▶ **Anforderungen**: Formatiere alle folgenden Daten Zeile für Zeile als Markdown-Tabelle mit den Spalten „Nummer“ und „Inhalt“ und nummeriere die Zeilen fortlaufend, wobei Leerzeilen entfallen. Lass die Bilder in der Tabelle weg.

▶ **Bereitgestelltes Material**:
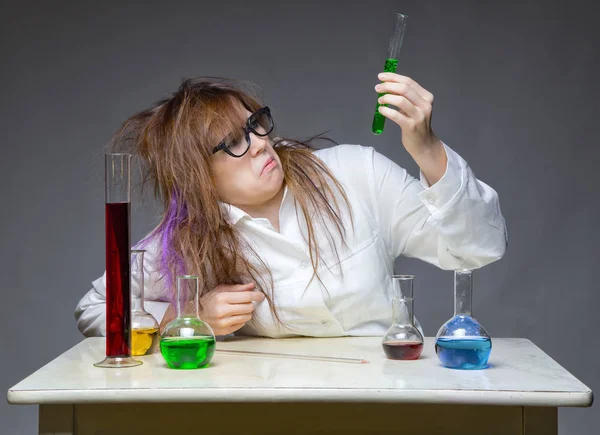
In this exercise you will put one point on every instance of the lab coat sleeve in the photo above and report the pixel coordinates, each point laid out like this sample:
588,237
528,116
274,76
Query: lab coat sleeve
90,312
454,224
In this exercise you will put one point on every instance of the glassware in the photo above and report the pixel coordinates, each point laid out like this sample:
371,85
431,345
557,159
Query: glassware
391,63
118,267
187,342
144,327
403,340
461,342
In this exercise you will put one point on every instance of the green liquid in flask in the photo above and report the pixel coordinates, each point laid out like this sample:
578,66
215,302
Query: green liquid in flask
187,352
379,119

▶ **Erwartete Ausgabe**:
| Nummer | Inhalt |
|---|---|
| 1 | In this exercise you will put one point on every instance of the lab coat sleeve in the photo above and report the pixel coordinates, each point laid out like this sample: |
| 2 | 588,237 |
| 3 | 528,116 |
| 4 | 274,76 |
| 5 | Query: lab coat sleeve |
| 6 | 90,312 |
| 7 | 454,224 |
| 8 | In this exercise you will put one point on every instance of the glassware in the photo above and report the pixel coordinates, each point laid out like this sample: |
| 9 | 371,85 |
| 10 | 431,345 |
| 11 | 557,159 |
| 12 | Query: glassware |
| 13 | 391,63 |
| 14 | 118,267 |
| 15 | 187,342 |
| 16 | 144,327 |
| 17 | 403,340 |
| 18 | 461,342 |
| 19 | In this exercise you will put one point on every instance of the green liquid in flask in the photo above and report the pixel coordinates, each point laid out like this sample: |
| 20 | 578,66 |
| 21 | 215,302 |
| 22 | Query: green liquid in flask |
| 23 | 187,352 |
| 24 | 379,119 |